Copy exactly, and only, the lines from the line containing "Exercise. Identify the man in blue" through the last line of the records below, both included.

= = = = = = =

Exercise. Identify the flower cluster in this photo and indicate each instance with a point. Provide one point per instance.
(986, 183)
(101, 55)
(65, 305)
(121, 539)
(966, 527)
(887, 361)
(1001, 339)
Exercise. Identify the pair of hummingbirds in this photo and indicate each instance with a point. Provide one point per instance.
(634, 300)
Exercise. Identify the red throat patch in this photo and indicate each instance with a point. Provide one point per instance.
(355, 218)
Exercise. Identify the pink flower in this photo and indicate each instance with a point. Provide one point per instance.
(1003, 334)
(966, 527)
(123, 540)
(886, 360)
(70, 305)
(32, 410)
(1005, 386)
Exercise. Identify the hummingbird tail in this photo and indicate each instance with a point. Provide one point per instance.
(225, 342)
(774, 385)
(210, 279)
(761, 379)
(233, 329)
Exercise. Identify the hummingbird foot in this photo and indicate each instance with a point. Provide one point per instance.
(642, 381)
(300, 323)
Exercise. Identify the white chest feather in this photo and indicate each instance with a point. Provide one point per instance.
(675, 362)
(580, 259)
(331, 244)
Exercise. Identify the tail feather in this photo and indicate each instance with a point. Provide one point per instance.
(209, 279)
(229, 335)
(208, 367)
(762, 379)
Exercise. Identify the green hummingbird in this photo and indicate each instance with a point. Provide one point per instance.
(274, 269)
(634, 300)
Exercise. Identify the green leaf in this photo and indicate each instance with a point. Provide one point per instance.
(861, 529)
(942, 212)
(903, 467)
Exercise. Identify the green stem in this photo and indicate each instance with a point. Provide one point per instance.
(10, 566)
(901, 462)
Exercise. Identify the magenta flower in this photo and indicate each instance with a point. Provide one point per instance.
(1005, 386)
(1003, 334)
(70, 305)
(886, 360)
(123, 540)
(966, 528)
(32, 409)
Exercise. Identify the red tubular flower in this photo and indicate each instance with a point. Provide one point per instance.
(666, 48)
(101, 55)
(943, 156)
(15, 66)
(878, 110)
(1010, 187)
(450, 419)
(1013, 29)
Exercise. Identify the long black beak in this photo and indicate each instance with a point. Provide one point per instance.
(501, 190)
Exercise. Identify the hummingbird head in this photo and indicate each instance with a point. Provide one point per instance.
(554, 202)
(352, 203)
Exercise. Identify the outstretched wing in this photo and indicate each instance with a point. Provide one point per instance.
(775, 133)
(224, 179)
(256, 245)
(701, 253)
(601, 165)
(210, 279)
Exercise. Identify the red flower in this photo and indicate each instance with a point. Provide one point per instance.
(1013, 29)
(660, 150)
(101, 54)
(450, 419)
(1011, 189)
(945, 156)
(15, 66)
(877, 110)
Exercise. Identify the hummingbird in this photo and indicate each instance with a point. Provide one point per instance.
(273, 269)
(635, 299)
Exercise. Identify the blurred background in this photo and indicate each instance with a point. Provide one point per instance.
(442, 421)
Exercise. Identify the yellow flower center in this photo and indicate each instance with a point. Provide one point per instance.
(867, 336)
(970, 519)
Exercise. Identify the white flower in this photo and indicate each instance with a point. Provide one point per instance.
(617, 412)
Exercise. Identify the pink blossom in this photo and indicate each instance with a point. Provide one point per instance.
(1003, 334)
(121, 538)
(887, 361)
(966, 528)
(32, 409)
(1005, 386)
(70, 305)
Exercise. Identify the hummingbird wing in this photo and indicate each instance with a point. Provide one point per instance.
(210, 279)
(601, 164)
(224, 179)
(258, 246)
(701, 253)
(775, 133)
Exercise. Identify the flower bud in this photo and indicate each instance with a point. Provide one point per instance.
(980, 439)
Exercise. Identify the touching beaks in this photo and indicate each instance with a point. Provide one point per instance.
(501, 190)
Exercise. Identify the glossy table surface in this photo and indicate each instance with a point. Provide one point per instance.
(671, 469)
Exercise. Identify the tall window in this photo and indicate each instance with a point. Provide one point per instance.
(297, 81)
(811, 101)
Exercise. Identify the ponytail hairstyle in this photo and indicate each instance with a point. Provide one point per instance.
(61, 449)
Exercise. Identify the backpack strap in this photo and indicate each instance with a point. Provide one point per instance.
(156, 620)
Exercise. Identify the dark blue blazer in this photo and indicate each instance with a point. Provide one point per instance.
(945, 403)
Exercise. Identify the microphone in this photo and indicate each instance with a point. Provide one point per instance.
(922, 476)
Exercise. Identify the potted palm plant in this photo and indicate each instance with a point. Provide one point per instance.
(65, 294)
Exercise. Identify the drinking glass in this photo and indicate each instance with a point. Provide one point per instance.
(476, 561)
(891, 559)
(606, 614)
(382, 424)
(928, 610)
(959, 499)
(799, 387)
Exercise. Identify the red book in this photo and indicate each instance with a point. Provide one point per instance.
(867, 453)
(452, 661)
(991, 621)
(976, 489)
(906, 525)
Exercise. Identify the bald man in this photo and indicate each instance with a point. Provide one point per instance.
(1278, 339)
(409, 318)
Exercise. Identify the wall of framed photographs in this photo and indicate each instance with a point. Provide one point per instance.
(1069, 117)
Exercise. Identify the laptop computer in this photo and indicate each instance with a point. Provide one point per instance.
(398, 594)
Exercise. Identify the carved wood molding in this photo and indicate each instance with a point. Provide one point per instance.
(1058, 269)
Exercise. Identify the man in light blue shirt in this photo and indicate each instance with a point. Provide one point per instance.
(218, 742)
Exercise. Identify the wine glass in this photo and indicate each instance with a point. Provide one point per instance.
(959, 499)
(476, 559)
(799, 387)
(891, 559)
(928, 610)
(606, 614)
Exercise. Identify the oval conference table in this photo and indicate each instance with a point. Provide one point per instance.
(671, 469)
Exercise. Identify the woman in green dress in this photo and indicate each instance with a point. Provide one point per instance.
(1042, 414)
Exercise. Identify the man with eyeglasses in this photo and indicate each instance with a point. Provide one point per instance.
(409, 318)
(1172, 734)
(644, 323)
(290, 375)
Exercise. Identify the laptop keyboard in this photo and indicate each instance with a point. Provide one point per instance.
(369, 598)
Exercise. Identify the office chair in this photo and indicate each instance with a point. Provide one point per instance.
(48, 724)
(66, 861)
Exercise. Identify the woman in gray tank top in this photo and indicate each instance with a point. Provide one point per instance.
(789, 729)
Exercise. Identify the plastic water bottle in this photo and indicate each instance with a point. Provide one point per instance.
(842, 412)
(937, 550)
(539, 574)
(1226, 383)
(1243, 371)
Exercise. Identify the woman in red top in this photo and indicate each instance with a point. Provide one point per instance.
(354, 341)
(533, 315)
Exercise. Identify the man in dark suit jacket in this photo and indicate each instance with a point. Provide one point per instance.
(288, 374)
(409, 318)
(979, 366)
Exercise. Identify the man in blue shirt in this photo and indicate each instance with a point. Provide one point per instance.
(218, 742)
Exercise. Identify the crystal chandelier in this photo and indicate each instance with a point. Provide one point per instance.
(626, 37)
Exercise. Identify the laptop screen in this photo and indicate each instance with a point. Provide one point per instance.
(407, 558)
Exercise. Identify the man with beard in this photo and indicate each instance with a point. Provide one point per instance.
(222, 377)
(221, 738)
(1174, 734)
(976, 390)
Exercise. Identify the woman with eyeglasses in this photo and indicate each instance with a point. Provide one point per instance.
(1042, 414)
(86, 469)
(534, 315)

= = = = = = =

### THE ANSWER
Exercise. Identify the man in blue shirt in this photo and indicate each instance with a point. Provide one point per instance.
(218, 742)
Exercise. Identify the crystal chandelier in this photo and indicate each instance with a point. Provide one point per instance.
(626, 37)
Exercise. Identify the laptop screen in this photo and indicate each instance with a point. Provide one point per instance.
(407, 558)
Exercise. Identify the man with beard in this photo and indicate each instance with a point. Provide one point per instance.
(222, 377)
(221, 738)
(1174, 734)
(976, 390)
Exercise. Identify the woman with eyeglasses in this photo and indicate each instance with a point. Provide one point per instance.
(1042, 414)
(86, 469)
(534, 315)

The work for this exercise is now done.